== PAGE EXTRACT ==
Once you catch the black sedan and shoots the occupants, Sly's bike suddenly turns into a Ferrari and he arrives at the docks to see the valets arguing over who gets to park his car.
Sly shoots them dead. This was the first time I noticed that the enemies make an "uhh" noise when they're hit, so if you shoot a row of them in quick succession it makes an undulating "uhhUHHuhhuhh" noise that you really wouldn't want to hear coming out of your parent's bedroom, but is pretty amusing in these circumstances.
The gameplay in the on-foot sections is the most entertaining, even if it is fairly generic. Actually, genericness is my lasting impression of Sly Spy. Nothing stands out as either being good enough to raise a smile or bad enough to make me wish I wasn't playing, giving the game overall feeling of a bowl of Shredded Wheat; solid, dependable, maybe even occasionally pleasant, but nothing to get excited about.
And when Sly Spy isn't being average, it's stealing from the Bond franchise. For example, the boss of docks...
...is Jaws. Or rather, it's Jaws after he realised that being able to bite things really hard is a superpower of such limited usefulness that even Dazzler was laughing at him, so he had his arms cybernetically enhanced as well. Perhaps "enhanced" is a touch generous, because it seems more like he's simply wrapped them in metal.
Notice the billboard for Bad Dudes at the top of the screen. There are a few more Data East games in the background, like Chelnov and Karnov. A nice touch in this fight is that his Jaws/Arms hits you, he knocks your gun away and you have to beat him with a variety of kung-fu kicks instead. Whichever way you do it, Jaws/Arms isn't much of a challenge, and Sly can move on to the first underwater stage.
Given that Sly is based on James Bond, I'm going to assume that "harpoon" means "penis".
Another Bond reference is your ability to collect the "Golden Gun", awarded to you for collecting enough of a certain power-up. Unlike the original, this Golden Gun is a rifle that fires huge energy bolts, which is as close as Sly gets to having any gadgets.
Not much else to say here, except these sharks are either particularly well-trained or extremely fussy eaters because the villains can freely swim amongst them while Sly becomes so much chum. I usually hate swimming-based stages in videogames, but this one isn't as bad as it could have been, mostly because no attempt has been made to recreate the sensation of being underwater.
The boss is a man in a deep-sea diving suit, which comes with all the drawbacks that you would expect from trying to fight in a full-body suit made of three-inch-thick steel. In fact, all this chump can do is extend a claw at you, so if you position yourself correctly, you can fire away with impunity. After a while he summons a slightly larger shark, but it's really not much of a threat.

(Items drawn from a data source)

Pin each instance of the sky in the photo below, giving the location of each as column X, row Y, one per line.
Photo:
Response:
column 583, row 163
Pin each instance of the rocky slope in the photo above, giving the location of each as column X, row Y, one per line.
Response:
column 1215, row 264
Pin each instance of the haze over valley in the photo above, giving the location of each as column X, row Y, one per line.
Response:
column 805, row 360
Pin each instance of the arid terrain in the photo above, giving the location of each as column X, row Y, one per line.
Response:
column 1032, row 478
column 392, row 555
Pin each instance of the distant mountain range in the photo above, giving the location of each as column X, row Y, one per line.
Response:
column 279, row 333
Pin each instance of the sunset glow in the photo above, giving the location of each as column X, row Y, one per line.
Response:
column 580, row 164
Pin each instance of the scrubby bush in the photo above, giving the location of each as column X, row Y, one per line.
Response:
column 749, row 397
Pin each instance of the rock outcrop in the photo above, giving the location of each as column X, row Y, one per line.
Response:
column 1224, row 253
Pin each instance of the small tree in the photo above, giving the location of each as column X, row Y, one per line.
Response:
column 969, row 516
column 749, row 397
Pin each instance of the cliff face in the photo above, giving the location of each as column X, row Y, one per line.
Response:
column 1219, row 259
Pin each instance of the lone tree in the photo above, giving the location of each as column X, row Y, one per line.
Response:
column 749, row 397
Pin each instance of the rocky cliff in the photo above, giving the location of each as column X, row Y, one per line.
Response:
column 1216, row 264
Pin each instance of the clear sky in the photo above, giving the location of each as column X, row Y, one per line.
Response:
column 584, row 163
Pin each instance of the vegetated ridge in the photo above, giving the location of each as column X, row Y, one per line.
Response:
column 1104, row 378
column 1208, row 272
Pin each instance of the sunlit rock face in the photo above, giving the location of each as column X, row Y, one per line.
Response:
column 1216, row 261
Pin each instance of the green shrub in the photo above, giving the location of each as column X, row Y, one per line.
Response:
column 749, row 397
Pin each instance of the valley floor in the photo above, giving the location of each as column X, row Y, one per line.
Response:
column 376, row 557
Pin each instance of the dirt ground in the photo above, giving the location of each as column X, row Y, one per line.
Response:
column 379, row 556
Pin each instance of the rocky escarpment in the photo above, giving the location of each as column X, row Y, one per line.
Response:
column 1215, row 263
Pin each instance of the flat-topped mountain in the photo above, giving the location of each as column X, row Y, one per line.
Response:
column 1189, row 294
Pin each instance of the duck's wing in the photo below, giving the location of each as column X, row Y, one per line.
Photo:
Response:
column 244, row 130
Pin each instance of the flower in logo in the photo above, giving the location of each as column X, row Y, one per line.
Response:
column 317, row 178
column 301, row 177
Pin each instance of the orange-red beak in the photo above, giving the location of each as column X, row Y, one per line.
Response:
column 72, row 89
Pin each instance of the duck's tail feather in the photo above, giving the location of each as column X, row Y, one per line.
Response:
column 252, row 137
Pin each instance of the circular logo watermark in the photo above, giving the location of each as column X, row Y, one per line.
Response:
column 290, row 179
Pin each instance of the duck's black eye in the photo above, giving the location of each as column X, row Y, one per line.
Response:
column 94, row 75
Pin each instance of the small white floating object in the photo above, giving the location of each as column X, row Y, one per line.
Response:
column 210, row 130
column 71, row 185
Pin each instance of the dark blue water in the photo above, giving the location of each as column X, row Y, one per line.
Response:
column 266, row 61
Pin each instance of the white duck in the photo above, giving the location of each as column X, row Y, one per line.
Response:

== OBJECTIVE 1 ==
Summarize the Sly Spy review excerpt in two sentences.
== OBJECTIVE 2 ==
From the Sly Spy review excerpt, copy out word for word the part that opens with the words containing "Sly shoots them" and closes with "get excited about.".

== CORRECT ANSWER 1 ==
The excerpt covers Sly Spy's docks section, whose boss resembles the Bond villain Jaws with his arms wrapped in metal, and the first underwater stage, whose boss is a man in a deep-sea diving suit who can only extend a claw. The writer judges the game generic (solid and dependable but nothing to get excited about) and notes that when it isn't average it borrows from the Bond franchise, as with the collectible "Golden Gun."

== CORRECT ANSWER 2 ==
Sly shoots them dead. This was the first time I noticed that the enemies make an "uhh" noise when they're hit, so if you shoot a row of them in quick succession it makes an undulating "uhhUHHuhhuhh" noise that you really wouldn't want to hear coming out of your parent's bedroom, but is pretty amusing in these circumstances.
The gameplay in the on-foot sections is the most entertaining, even if it is fairly generic. Actually, genericness is my lasting impression of Sly Spy. Nothing stands out as either being good enough to raise a smile or bad enough to make me wish I wasn't playing, giving the game overall feeling of a bowl of Shredded Wheat; solid, dependable, maybe even occasionally pleasant, but nothing to get excited about.